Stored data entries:
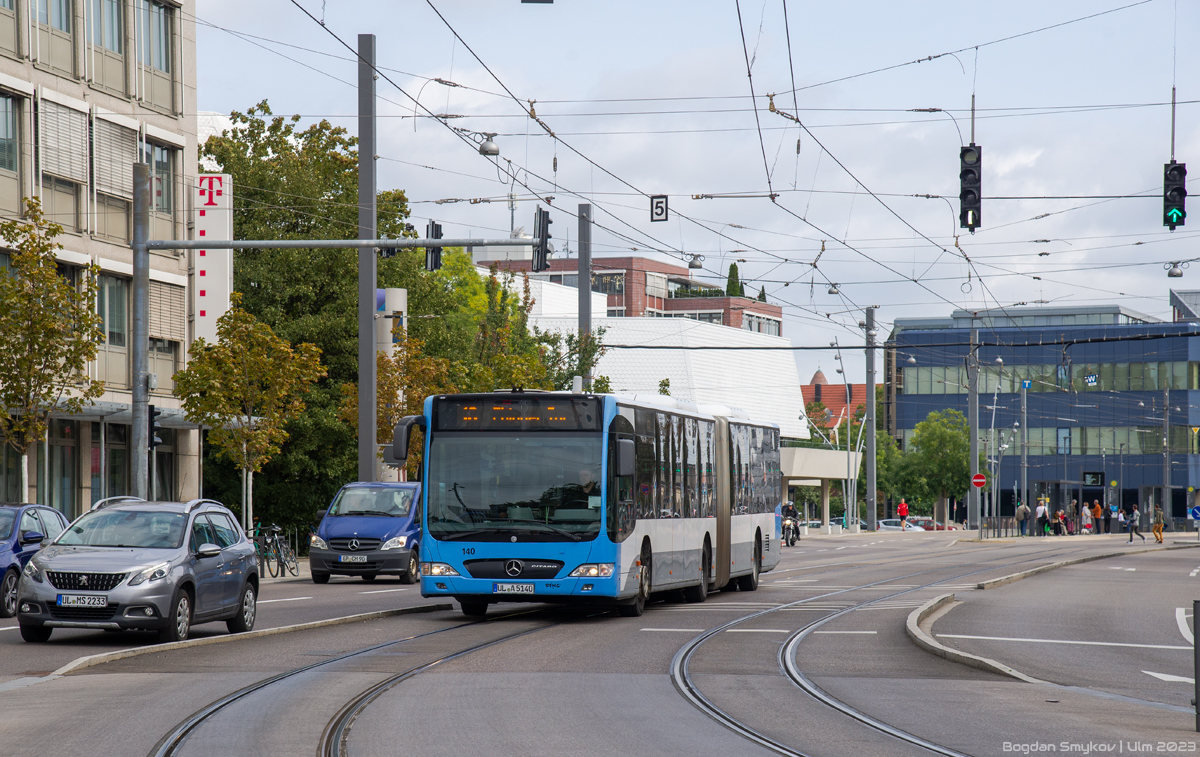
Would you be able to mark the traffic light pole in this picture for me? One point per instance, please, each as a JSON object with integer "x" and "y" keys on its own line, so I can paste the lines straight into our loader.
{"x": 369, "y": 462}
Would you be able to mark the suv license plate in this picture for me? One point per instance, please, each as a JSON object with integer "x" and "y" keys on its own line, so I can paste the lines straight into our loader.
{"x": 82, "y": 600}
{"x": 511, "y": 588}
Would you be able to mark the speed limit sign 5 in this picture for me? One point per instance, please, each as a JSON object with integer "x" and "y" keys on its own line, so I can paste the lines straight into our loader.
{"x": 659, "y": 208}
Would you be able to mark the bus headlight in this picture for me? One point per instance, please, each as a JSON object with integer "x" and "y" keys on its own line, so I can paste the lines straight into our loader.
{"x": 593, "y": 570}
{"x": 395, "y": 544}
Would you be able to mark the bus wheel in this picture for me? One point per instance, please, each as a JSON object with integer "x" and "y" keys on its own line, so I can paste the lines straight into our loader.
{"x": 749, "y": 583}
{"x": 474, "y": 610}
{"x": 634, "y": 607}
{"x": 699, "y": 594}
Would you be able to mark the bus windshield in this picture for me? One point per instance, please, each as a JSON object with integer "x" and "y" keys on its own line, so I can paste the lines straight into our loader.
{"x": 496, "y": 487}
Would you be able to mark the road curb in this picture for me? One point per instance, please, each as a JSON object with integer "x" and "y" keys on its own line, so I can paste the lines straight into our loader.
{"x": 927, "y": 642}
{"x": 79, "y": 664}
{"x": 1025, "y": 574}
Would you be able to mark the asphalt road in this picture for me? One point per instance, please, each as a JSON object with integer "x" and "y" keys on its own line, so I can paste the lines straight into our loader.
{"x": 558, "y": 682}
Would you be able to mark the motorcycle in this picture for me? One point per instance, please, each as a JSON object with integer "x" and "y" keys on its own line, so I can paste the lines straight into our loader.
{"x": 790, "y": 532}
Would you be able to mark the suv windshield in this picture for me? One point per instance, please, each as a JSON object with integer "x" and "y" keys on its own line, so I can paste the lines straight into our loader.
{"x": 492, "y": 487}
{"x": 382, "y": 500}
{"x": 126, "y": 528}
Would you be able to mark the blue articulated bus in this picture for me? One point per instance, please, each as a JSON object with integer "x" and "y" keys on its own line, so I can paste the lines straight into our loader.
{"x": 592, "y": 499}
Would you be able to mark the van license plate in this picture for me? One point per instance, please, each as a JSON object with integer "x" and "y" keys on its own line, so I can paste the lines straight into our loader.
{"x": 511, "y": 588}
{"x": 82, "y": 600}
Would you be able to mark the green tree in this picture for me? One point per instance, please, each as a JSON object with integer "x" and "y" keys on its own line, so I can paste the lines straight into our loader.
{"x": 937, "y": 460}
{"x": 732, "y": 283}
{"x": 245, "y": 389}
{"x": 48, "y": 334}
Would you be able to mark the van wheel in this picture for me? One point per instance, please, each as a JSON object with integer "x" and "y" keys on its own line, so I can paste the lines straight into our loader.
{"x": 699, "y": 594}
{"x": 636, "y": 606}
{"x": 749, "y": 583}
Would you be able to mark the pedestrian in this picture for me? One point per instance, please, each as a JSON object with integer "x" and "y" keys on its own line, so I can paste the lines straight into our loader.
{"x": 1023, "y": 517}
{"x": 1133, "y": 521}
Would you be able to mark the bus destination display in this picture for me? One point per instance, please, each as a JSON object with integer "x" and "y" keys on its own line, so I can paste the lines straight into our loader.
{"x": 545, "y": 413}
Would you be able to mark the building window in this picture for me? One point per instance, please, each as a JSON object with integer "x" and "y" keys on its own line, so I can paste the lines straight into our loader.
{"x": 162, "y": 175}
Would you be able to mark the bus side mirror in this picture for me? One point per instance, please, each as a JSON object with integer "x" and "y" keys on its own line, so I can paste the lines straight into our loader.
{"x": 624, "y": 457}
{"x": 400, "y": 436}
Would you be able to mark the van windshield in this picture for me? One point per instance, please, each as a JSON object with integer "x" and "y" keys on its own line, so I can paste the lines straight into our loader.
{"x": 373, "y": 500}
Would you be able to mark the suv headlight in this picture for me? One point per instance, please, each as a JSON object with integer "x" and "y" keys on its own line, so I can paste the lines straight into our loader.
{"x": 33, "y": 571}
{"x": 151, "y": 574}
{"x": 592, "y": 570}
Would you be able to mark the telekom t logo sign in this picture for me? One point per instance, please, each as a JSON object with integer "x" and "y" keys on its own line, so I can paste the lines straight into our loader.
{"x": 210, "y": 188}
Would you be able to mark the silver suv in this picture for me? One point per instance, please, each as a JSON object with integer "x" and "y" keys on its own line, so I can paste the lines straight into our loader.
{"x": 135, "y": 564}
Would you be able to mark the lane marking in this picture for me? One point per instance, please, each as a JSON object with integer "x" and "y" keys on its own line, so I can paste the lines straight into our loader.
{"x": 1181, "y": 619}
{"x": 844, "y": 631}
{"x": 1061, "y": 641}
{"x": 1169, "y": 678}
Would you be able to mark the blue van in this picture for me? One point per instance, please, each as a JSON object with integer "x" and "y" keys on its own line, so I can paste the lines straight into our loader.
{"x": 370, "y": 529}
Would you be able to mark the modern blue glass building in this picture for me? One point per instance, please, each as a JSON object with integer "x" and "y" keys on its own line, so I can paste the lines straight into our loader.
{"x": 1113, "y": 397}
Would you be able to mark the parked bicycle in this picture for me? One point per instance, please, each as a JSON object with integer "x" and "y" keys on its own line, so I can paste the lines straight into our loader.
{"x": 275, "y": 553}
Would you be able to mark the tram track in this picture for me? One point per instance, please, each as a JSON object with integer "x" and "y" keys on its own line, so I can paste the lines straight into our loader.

■ **WHAT NEEDS TO BE DONE**
Please print every record above exactly, but leave the pictures out.

■ **SOLUTION FOR THIS TASK**
Would you be able to mark the traffic light pole in this picture for me? One point per instance, please, each as a JSON object with integer "x" and "y" keys on its own line, so I can paste the lines straight into our loader.
{"x": 369, "y": 462}
Would you be able to mark the suv license plate in this picture for me? One point per instance, please, each as a JSON object with integer "x" and "y" keys on its own line, so I can paste the lines straight into our loader.
{"x": 82, "y": 600}
{"x": 511, "y": 588}
Would you be able to mark the speed limit sign 5 in this picture for me? One point per instance, please, each as a JSON object with integer "x" and "y" keys on its own line, so I can paste the lines straight into our loader.
{"x": 659, "y": 208}
Would you be able to mark the bus headlight in this picture for me? One point per instance, please, each as a JSON object with integer "x" and "y" keys on its own line, so I can paste the lines straight into our loader.
{"x": 593, "y": 570}
{"x": 395, "y": 544}
Would you be able to mark the bus wheel in this picture for me? One point per instance, please, each as a JSON object with integer "x" and "y" keys on its own line, so I can paste the lines straight into our loader.
{"x": 749, "y": 583}
{"x": 474, "y": 610}
{"x": 634, "y": 607}
{"x": 699, "y": 594}
Would you be able to mark the bus windshield in this picture for me? One point per instance, please, each as a JSON object with integer "x" and "y" keys on its own line, so I can paste the lines straight into our loader.
{"x": 496, "y": 487}
Would you be able to mark the road curb in this picture for me? One point per instance, please, each as a JSON object with integer "x" and "y" keys on its own line, so I can paste the lines straight into our loader.
{"x": 927, "y": 642}
{"x": 79, "y": 664}
{"x": 1025, "y": 574}
Would you be able to mark the asphalt road in this picture for me? One point per instance, please, each as a JSON object with integer "x" and "y" keys on its own line, so I can paste the lines straight into our loader.
{"x": 558, "y": 682}
Would you be able to mark the motorcycle in this picture for me? One point per instance, please, each as a JSON object with integer "x" and "y" keys on its own line, so I can paste the lines straight into our loader.
{"x": 790, "y": 532}
Would you be able to mark the suv windshield in this picture for me? One point per instance, please, each as a JSON object with integer "x" and "y" keys on its own line, so I can paste the lines straight into our loader.
{"x": 492, "y": 487}
{"x": 382, "y": 500}
{"x": 126, "y": 528}
Would you be able to mark the blue articulated bus in this picture for me? One point per instance, please, each as a JSON object with integer "x" and "y" keys on its own line, so I can paste the lines straight into our loader.
{"x": 592, "y": 499}
Would you be able to mark the van license plate in this picture for me? One point per instance, please, each as a JSON object with integer "x" and "y" keys on its own line, so I can paste the lines straight into our loader.
{"x": 511, "y": 588}
{"x": 82, "y": 600}
Would you be able to mark the green tree in this picture for me? One point per instance, please, each as a JSON object with integer "x" and "y" keys on its own line, so I can paste the lines straight into our loader.
{"x": 937, "y": 460}
{"x": 732, "y": 283}
{"x": 245, "y": 389}
{"x": 48, "y": 334}
Would you be able to mark the van wheel in this picture for me? One point per instance, please, each as a JSON object with integer "x" and "y" keys on its own line, so I can paste the lines straight into our loader.
{"x": 699, "y": 594}
{"x": 636, "y": 606}
{"x": 749, "y": 583}
Would you be able to mark the pedestrian in this picture for me? One point per instance, please, each as a JSON object with integer "x" and "y" keys on its own line, so I can paste the lines straight into our loader.
{"x": 1023, "y": 517}
{"x": 1133, "y": 521}
Would you be able to mark the bus destination display in this picture for me? One point per instance, please, each as a JSON object with integer "x" and "y" keys on its own line, so I can paste the lines straight into our loader.
{"x": 545, "y": 413}
Would you be able to mark the building window in this picture for me? One point per instance, please, each as a JSON object with integer "x" and "y" keys on its own line, so I can paste the lines straight into our loader.
{"x": 162, "y": 175}
Would you be able to mark the bus side mirror in this picture for me? One point per instance, please, each as a JSON object with integer "x" and "y" keys on its own line, so I can paste the lines straight into our loader.
{"x": 624, "y": 457}
{"x": 400, "y": 436}
Would you be able to mark the van windshield in this picture for me? One point per instance, please, each as a JSON object with integer "x" and "y" keys on its own line, so I can paste the lines straight into our loader.
{"x": 373, "y": 500}
Would you be able to mark the suv headlight in this picture for me? One point per instance, please, each as a JSON object with integer "x" and "y" keys on its own line, so I can paste the lines straight into our loader.
{"x": 33, "y": 571}
{"x": 151, "y": 574}
{"x": 592, "y": 570}
Would you be able to mark the telekom t logo sign in this picture for me? One point per instance, please, each as a JSON object with integer "x" and "y" keys on its own line, so I can paste the lines straight into our loader.
{"x": 210, "y": 188}
Would you be able to mark the silver suv in this picture for me? One point per instance, please, each as a JSON object with integer "x" and "y" keys on its own line, so I can paste the lines straight into our loader.
{"x": 135, "y": 564}
Would you be able to mark the lane marking in this picture for me? One point per instance, please, each as a JSON object with integer "x" and "y" keys on its own line, so I can paste the lines straight into our loader.
{"x": 1181, "y": 619}
{"x": 844, "y": 631}
{"x": 1061, "y": 641}
{"x": 1169, "y": 678}
Would you be able to mark the blue van in this picture for me? One point per instance, please, each as a JSON object with integer "x" and "y" keys on its own line, so I can paste the lines straight into our loader.
{"x": 370, "y": 529}
Would you be able to mark the modern blue glass building in this picture for me? One point per instance, please, each as a JSON object with integer "x" and "y" keys on its own line, so I can paste the lines straight into our loader.
{"x": 1113, "y": 397}
Would you be able to mark the parked bicycle in this picture for me? One point per instance, please, each as a JSON object with integer "x" and "y" keys on its own line, so I can paste the lines straight into our loader.
{"x": 275, "y": 553}
Would you be able to mark the tram track in this picture for me? One point per instance, please, each as a JSON object with integer "x" and "y" keys on its own line, so I can paste the lines straight into our loader.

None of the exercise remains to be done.